>> START SUPPLIED TEXT
Case Law Mirandy v. Smith

Mirandy v. Smith

Document Cited Authorities (20) Cited in (10) Related

Patrick Morrisey, Esq., Attorney General, Derek A. Knopp, Esq., Assistant Attorney General, Charleston, West Virginia, Counsel for the Petitioner

Matthew T. Yanni, Esq., Yanni Law Firm, Martinsburg, West Virginia, Counsel for the Respondent

Benjamin, Justice:

In a December 19, 2014, order, the Circuit Court of Ritchie County dismissed respondent Gregg D. Smith's conviction for malicious assault involving a firearm, determining that his convictions for both malicious assault involving a firearm and wanton endangerment involving a firearm offended double jeopardy principles. The petitioner Patrick Mirandy, Warden of St. Mary's Correctional Center (the State)1 appeals, arguing that Gregg Smith's convictions for both crimes are constitutional. Upon our review, we conclude that double jeopardy principles have not been violated. Accordingly, we reverse the circuit court's order and remand this case for further proceedings consistent with this Opinion.
>> END SUPPLIED TEXT
>> START PROVIDED INFORMATION
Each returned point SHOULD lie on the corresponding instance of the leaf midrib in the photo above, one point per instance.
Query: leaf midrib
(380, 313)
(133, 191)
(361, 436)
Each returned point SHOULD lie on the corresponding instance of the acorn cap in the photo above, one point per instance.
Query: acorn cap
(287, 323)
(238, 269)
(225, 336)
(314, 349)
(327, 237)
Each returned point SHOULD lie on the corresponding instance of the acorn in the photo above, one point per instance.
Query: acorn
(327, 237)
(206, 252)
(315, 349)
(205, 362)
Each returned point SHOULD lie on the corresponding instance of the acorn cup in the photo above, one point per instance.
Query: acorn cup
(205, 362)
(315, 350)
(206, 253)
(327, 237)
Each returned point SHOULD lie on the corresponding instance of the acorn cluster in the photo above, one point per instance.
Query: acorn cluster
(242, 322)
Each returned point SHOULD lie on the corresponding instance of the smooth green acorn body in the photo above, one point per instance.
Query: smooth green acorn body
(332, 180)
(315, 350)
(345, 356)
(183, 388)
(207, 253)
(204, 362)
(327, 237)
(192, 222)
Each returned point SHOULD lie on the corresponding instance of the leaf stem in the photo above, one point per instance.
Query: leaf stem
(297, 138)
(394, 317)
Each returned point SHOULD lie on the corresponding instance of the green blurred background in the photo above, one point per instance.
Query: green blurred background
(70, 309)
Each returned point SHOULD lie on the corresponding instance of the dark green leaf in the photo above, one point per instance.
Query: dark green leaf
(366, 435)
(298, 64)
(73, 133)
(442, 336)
>> END PROVIDED INFORMATION
>> START PROVIDED INFORMATION
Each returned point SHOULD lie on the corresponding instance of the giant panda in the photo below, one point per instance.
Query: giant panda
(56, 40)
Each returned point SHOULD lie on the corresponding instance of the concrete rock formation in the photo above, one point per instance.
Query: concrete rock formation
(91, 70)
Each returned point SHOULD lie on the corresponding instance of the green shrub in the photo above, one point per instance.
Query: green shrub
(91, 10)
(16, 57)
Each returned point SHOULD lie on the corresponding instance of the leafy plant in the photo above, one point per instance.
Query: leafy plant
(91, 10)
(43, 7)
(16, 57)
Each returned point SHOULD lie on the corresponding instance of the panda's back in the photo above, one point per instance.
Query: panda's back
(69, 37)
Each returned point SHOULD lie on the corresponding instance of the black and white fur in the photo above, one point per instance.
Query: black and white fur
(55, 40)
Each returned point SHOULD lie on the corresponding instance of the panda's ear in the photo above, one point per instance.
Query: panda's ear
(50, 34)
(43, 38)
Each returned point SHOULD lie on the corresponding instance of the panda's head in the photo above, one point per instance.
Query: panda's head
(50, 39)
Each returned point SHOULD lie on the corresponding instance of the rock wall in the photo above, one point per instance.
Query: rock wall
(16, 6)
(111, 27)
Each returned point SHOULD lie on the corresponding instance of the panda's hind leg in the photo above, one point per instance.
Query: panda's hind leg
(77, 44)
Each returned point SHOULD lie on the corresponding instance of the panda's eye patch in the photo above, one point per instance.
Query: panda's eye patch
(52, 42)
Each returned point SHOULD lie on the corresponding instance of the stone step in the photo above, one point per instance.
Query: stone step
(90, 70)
>> END PROVIDED INFORMATION
>> START PROVIDED INFORMATION
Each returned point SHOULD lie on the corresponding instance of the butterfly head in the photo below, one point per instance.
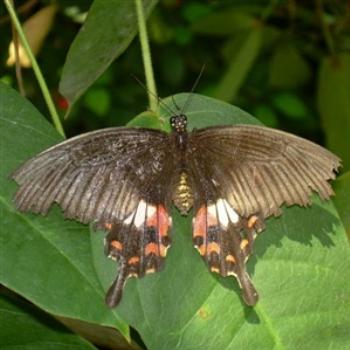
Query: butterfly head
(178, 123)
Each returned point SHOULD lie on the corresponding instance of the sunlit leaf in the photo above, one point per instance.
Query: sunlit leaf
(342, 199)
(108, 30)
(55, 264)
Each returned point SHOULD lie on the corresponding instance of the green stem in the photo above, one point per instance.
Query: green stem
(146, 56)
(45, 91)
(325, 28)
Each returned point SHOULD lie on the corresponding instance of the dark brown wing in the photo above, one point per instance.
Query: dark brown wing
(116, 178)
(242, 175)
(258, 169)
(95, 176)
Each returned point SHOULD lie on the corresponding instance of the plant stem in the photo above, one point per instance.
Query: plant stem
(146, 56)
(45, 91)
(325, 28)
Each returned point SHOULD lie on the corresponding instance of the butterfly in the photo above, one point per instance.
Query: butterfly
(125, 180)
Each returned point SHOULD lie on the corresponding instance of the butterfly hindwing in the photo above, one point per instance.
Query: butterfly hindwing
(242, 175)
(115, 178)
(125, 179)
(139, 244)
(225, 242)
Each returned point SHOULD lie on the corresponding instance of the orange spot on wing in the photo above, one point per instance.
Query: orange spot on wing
>> END PROVIDED INFORMATION
GOAL 1: Extract everything in the Mirandy v. Smith opinion from "Matthew T. Yanni, Esq., Yanni" down to "with this Opinion.", word for word.
GOAL 2: Extend the Mirandy v. Smith court opinion by writing what comes after its final sentence.

RESPONSE 1:
Matthew T. Yanni, Esq., Yanni Law Firm, Martinsburg, West Virginia, Counsel for the Respondent

Benjamin, Justice:

In a December 19, 2014, order, the Circuit Court of Ritchie County dismissed respondent Gregg D. Smith's conviction for malicious assault involving a firearm, determining that his convictions for both malicious assault involving a firearm and wanton endangerment involving a firearm offended double jeopardy principles. The petitioner Patrick Mirandy, Warden of St. Mary's Correctional Center (the State)1 appeals, arguing that Gregg Smith's convictions for both crimes are constitutional. Upon our review, we conclude that double jeopardy principles have not been violated. Accordingly, we reverse the circuit court's order and remand this case for further proceedings consistent with this Opinion.

RESPONSE 2:
I. FACTUAL AND PROCEDURAL BACKGROUND

Gregg Smith's convictions arose from his involvement in a physical altercation with Thomas Smith on September 7, 2007. During the fight, Gregg Smith attacked Thomas Smith with a hammer, and then following a struggle over a loaded shotgun, Gregg Smith discharged the shotgun into Thomas Smith's leg. T.L.P.C.,2 Thomas Smith's minor son, was present during the altercation.

Gregg Smith was subsequently indicted on one count of malicious assault of Thomas Smith involving a hammer, one count of malicious assault of Thomas Smith involving a firearm, one count of wanton endangerment of T.L.P.C. involving a firearm, and one count of attempted murder of Thomas Smith. See W. Va. Code § 61–2–9(a) (2004) (malicious assault); W. Va. Code § 61–7–12 (1994) (wanton endangerment involving a firearm); W. Va. Code § 61–11–8 (attempt); W. Va. Code § 61–2–1 (1991) (2002) (murder). On September 5, 2008, Gregg Smith was convicted by a jury on all four counts. He was sentenced to a term of imprisonment of two to ten years for each of his malicious assault convictions, a definite term of five years for his conviction of wanton endangerment involving a firearm, and three to fifteen years for his conviction of attempted first degree murder.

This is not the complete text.